● READING PASSAGE
-------------------------

Pension expense, in accordance with the pension accounting requirements of SFAS No. 87 and No. 158,
was $0.8 million in the first quarter of 2008, compared with $1.0 million in the first quarter of
2007. Pension expense allocated to contracts pursuant to CAS was $0.4 million in both the first
quarter of 2008 and 2007.
Engineered Systems
First quarter of 2008 compared with the first quarter of 2007
Our Engineered Systems segments first quarter 2008 sales were $83.5 million, compared with $73.9
million in the first quarter of 2007, an increase of 13.0%. First quarter 2008 operating profit
was $8.1 million, compared with operating profit of $6.5 million in the first quarter of 2007, an
increase of 24.6%.
The first quarter 2008 sales improvement primarily reflected revenue growth in aerospace programs.

-------------------------

● PROBLEM DETAILS
Return the stretch of the quarterly results excerpt from "Pension expense, in" through "2008 and 2007.", copied word for word.

● RECORDED INFORMATION
-------------------------

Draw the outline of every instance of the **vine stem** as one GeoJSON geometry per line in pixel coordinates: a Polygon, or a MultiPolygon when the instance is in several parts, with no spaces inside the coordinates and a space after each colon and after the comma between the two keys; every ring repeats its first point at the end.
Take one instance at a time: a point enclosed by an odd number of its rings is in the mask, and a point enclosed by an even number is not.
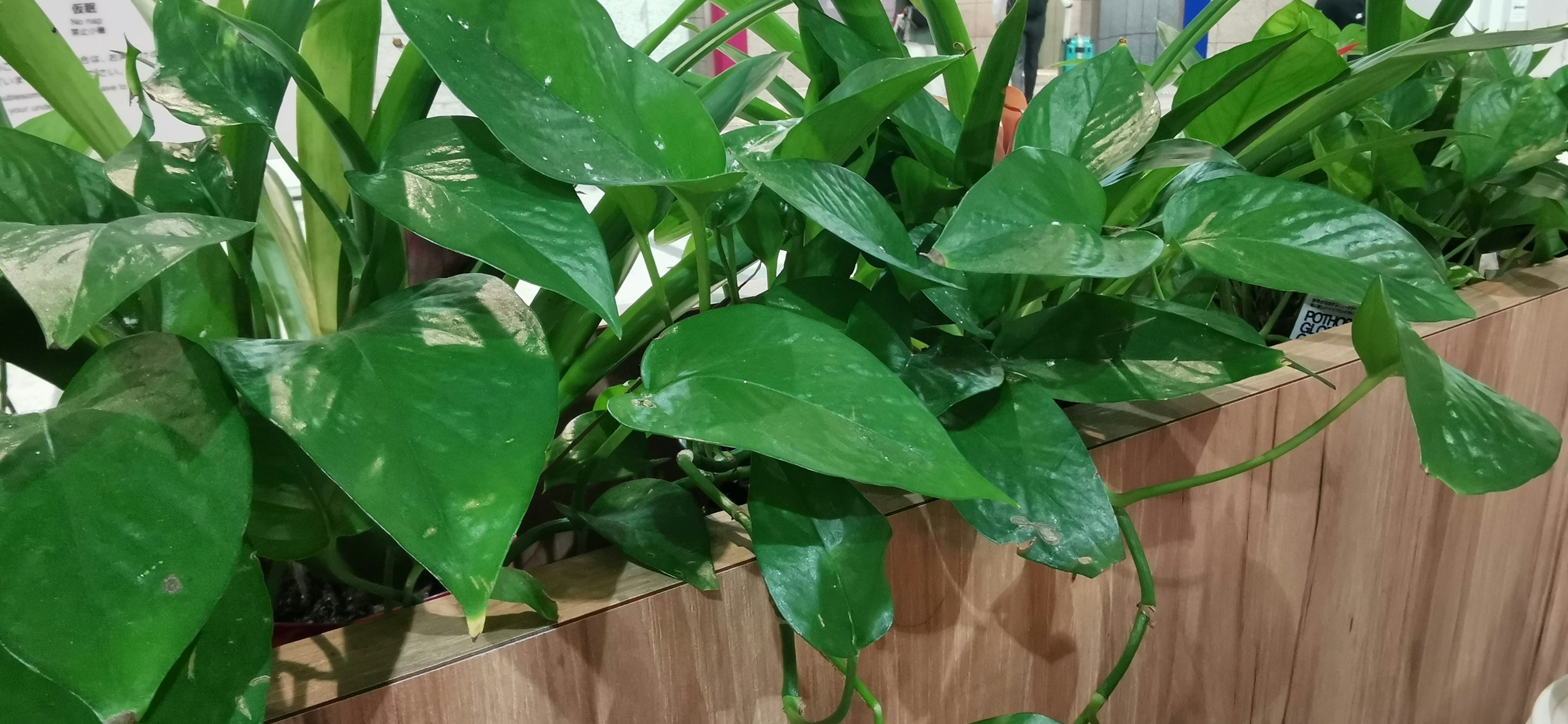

-------------------------

● EXERCISE RESULT
Pension expense, in accordance with the pension accounting requirements of SFAS No. 87 and No. 158,
was $0.8 million in the first quarter of 2008, compared with $1.0 million in the first quarter of
2007. Pension expense allocated to contracts pursuant to CAS was $0.4 million in both the first
quarter of 2008 and 2007.